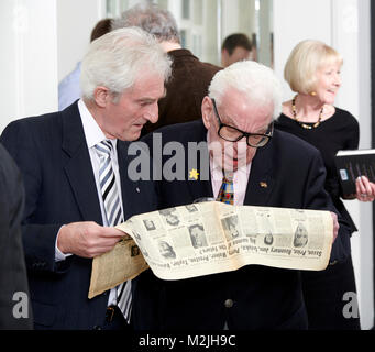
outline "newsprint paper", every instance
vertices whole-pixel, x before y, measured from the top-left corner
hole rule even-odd
[[[321,271],[333,240],[329,211],[191,204],[142,213],[92,262],[89,298],[151,267],[162,279],[235,271],[244,265]]]

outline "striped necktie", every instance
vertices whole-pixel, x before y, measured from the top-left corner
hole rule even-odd
[[[217,200],[233,206],[234,204],[233,176],[229,177],[223,173],[222,184]]]
[[[115,185],[115,176],[111,163],[112,143],[110,140],[104,140],[98,143],[95,148],[100,161],[99,183],[102,200],[104,204],[107,222],[109,227],[114,227],[123,222],[123,216],[119,191]],[[129,323],[132,309],[131,282],[120,284],[117,287],[117,294],[118,307]]]

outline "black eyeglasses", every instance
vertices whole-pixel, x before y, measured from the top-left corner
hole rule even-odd
[[[273,122],[268,125],[268,129],[267,129],[265,134],[263,134],[263,133],[249,133],[249,132],[241,131],[241,130],[239,130],[232,125],[228,125],[228,124],[221,122],[220,116],[218,112],[218,108],[217,108],[217,103],[214,102],[214,99],[211,98],[211,100],[212,100],[212,105],[213,105],[214,114],[219,121],[218,134],[223,140],[228,141],[228,142],[238,142],[245,136],[246,143],[249,146],[261,147],[261,146],[265,146],[268,143],[268,141],[272,139],[272,136],[274,134],[274,123]]]

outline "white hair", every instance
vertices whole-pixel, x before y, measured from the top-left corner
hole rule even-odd
[[[209,96],[220,105],[228,89],[244,94],[258,107],[272,105],[274,120],[282,113],[282,84],[267,66],[253,61],[243,61],[219,70],[209,86]]]
[[[95,89],[104,86],[115,99],[143,73],[155,73],[167,80],[170,64],[153,35],[139,28],[112,31],[93,41],[82,59],[82,97],[92,100]]]

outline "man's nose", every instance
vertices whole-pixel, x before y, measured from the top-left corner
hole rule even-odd
[[[150,106],[144,114],[144,118],[151,123],[155,123],[158,120],[158,106],[157,102]]]

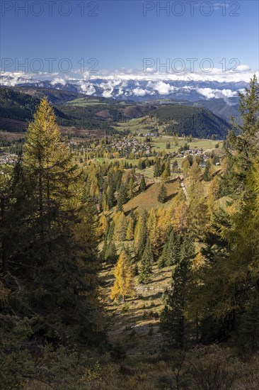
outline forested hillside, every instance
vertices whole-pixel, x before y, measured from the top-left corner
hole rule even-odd
[[[156,118],[166,134],[177,133],[197,138],[224,139],[231,128],[227,121],[210,111],[186,105],[188,102],[120,103],[112,99],[85,96],[67,91],[24,87],[0,88],[0,130],[25,130],[27,121],[32,119],[40,99],[44,96],[53,103],[59,126],[76,126],[86,130],[115,133],[116,126],[113,125],[146,116],[151,120]]]
[[[258,389],[255,77],[239,109],[224,142],[69,143],[40,101],[1,162],[3,389]]]
[[[215,135],[224,138],[231,126],[221,118],[206,108],[188,106],[166,105],[159,107],[154,113],[165,124],[165,133],[184,133],[193,137],[207,138]]]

————

● **Stated exercise**
Quote all of the lines above exactly as they appear, leaving out the pictures.

● **Answer**
outline "newsprint paper", every instance
vertices whole-pixel, x before y, measured from the top-left corner
hole rule even-odd
[[[321,271],[333,240],[329,211],[191,204],[142,213],[92,262],[89,298],[151,267],[162,279],[235,271],[244,265]]]

outline "striped necktie", every instance
vertices whole-pixel, x before y, measured from the top-left corner
hole rule even-odd
[[[217,200],[233,206],[234,204],[233,176],[229,177],[223,173],[222,184]]]
[[[115,185],[115,176],[111,163],[112,143],[110,140],[104,140],[98,143],[95,148],[100,161],[99,183],[102,200],[104,204],[107,222],[109,227],[114,227],[123,222],[123,216],[119,191]],[[129,323],[132,309],[131,282],[120,284],[117,287],[117,294],[118,307]]]

outline "black eyeglasses", every instance
vertices whole-pixel, x before y, measured from the top-left corner
hole rule even-odd
[[[273,122],[268,125],[268,129],[267,129],[265,134],[263,134],[263,133],[249,133],[249,132],[241,131],[241,130],[239,130],[232,125],[228,125],[228,124],[221,122],[220,116],[218,112],[218,108],[217,108],[217,103],[214,102],[214,99],[211,98],[211,100],[212,100],[212,105],[213,105],[214,114],[219,121],[218,134],[223,140],[228,141],[228,142],[238,142],[245,136],[246,143],[249,146],[261,147],[261,146],[265,146],[268,143],[268,141],[272,139],[272,136],[274,134],[274,123]]]

outline "white hair", every instance
vertices whole-pixel, x before y, measured from the top-left corner
hole rule even-odd
[[[209,96],[220,105],[228,89],[244,94],[258,107],[272,105],[274,120],[282,113],[282,84],[267,66],[253,61],[243,61],[219,70],[209,86]]]
[[[95,89],[104,86],[115,99],[143,73],[155,73],[167,80],[170,64],[153,35],[139,28],[112,31],[93,41],[82,59],[82,97],[92,100]]]

outline "man's nose", every instance
vertices whole-pixel, x before y, measured from the top-left corner
hole rule even-odd
[[[150,106],[144,114],[144,118],[151,123],[155,123],[158,120],[158,106],[157,102]]]

outline forested hillside, every instance
vertices whole-pixel, x before y, measured from the top-left corner
hole rule even-odd
[[[156,118],[166,134],[177,133],[197,138],[224,139],[231,128],[227,121],[210,111],[186,105],[188,102],[120,103],[112,99],[85,96],[67,91],[24,87],[0,88],[0,130],[25,130],[27,121],[32,119],[40,99],[44,96],[53,103],[59,126],[76,126],[86,130],[115,133],[116,126],[113,125],[146,116],[151,120]]]
[[[258,389],[255,77],[239,109],[224,142],[69,143],[40,101],[1,162],[3,389]]]
[[[215,135],[224,138],[231,126],[221,118],[206,108],[188,106],[166,105],[159,107],[154,113],[165,124],[165,133],[184,133],[193,137],[207,138]]]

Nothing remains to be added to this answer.